Lanny Gumulya

Personal information
- Nationality: Indonesia
- Born: 13 November 1944 Surakarta, Japanese-occupied Dutch East Indies
- Died: 29 February 2024 (aged 79) Jakarta, Indonesia

Sport
- Country: Indonesia
- Sport: Diving
- Event(s): 3 m springboard 10 m platform

Medal record
Women's diving
Representing Indonesia
Asian Games
| Gold medal – first place | 1962 Jakarta | 3 m springboard |
| Bronze medal – third place | 1962 Jakarta | 10 m platform |
GANEFO
| Gold medal – first place | 1963 Jakarta | 3 m springboard |
| Bronze medal – third place | 1963 Jakarta | 10 m platform |

= Lanny Gumulya =

Indonesian diver and entrepreneur (1944–2024)

Lanny Gumulya Kartadinata (13 November 1944 – 29 February 2024) was an Indonesian diver and entrepreneur.

== Early life ==
Lanny was born of Chinese descent in Surakarta on 13 November 1944, with the name Goei Giok Lan. She had been interested in sports since she was a child. From 1953 to 1954, she took up swimming. At the age of 10, she was introduced to diving when an American diver came to Solo and showed his skills.

She attended junior high school in Bandung. During her junior high school years, she learned judo from Battling Ong and was able to reach the brown belt level.

== Career ==
In 1959, Lanny began her career in diving under the guidance of coach M. Jasin. During her training, Soekarno gave her the name Gumulya when he visited the training center in Bandung. In the 1961 National Sports Week in Bandung, she won a gold medal in the diving competition for the 3-meter board. Thanks to the gold medal she won at the National Sports Week, she underwent a national training camp for the Asian Games in the Philippines and Japan.

**TASKS AND EXERCISES**
#1 In the Lanny Gumulya article, who gave her the name Gumulya?
#2 Please write the next part of the Lanny Gumulya article, continuing from its final sentence.
The lines that follow are unrelated to the Lanny Gumulya article.

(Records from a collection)
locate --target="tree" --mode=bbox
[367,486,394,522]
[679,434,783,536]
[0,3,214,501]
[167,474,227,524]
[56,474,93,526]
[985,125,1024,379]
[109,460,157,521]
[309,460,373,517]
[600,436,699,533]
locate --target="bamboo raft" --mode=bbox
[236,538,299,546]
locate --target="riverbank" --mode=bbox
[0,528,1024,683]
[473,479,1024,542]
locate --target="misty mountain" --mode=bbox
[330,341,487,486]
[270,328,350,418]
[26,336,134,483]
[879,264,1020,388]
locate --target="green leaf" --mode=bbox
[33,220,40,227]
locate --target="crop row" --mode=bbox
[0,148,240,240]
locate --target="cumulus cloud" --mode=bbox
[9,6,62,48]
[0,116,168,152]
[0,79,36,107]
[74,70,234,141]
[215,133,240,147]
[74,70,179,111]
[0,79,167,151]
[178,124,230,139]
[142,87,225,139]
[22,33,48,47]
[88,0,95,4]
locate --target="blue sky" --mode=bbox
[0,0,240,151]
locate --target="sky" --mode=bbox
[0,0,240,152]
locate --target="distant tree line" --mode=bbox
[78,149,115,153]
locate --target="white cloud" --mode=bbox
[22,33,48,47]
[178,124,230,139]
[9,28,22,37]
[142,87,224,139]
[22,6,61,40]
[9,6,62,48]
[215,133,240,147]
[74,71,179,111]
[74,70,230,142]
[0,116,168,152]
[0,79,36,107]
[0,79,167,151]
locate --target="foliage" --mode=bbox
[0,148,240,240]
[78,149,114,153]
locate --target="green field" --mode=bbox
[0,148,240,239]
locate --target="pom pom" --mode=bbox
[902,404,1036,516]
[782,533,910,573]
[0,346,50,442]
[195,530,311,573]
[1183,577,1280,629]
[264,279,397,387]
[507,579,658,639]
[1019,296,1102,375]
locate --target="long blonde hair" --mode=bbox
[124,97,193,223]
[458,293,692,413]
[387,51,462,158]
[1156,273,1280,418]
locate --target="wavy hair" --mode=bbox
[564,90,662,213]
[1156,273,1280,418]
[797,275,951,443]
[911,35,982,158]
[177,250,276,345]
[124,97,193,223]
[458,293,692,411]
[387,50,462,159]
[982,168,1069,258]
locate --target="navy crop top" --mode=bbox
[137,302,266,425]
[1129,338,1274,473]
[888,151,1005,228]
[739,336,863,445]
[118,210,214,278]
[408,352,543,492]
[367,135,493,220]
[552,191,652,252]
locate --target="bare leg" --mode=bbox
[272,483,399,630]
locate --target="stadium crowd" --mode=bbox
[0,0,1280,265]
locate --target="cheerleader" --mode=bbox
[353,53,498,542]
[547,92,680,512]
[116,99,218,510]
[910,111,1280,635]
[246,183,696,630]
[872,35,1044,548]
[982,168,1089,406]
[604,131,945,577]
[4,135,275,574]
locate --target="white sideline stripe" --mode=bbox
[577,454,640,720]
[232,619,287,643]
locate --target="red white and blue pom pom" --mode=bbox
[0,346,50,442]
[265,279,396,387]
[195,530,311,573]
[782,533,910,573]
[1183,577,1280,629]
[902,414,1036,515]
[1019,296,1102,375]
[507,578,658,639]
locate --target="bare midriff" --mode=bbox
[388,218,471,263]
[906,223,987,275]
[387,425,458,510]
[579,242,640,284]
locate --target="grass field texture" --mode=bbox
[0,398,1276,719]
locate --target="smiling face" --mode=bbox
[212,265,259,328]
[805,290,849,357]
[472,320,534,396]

**OUTPUTS FOR THE TASKS**
#1 Soekarno gave her the name when he visited the training center in Bandung.

#2
Lanny participated in the 1962 Asian Games in the diving event and won gold medals for the 3-meter board and the 10-meter platform. She also participated in the GANEFO and won gold medals for the 3-meter board and bronze for the 10-meter platform. She also planned to participate in the 1964 Summer Olympics in Tokyo. However, the plan failed because the Indonesian contingent withdrew from the Olympics.

== Post-diving career ==
In 1964, Lanny decided to retire from sports. She then continued her studies at the Faculty of Medicine of the University of Indonesia in 1966. She married Charlie Kartadinata in 1966. From her marriage, she had six children. She then moved to Malaga and founded a restaurant called "Mandarin." She then returned to Indonesia and ventured into the printing business in Palmerah. In 1981, she declined KONI's offer to become a coach.

Lanny carried the torch at the Gelora Bung Karno Stadium during the opening of the 2018 Asian Games. On her 78th birthday, Melanie Kartadinata released a biography of Lanny Gumulya as Lanny's birthday present.

Lanny died on 29 February 2024, at the age of 79. Her body was cremated on 4 March.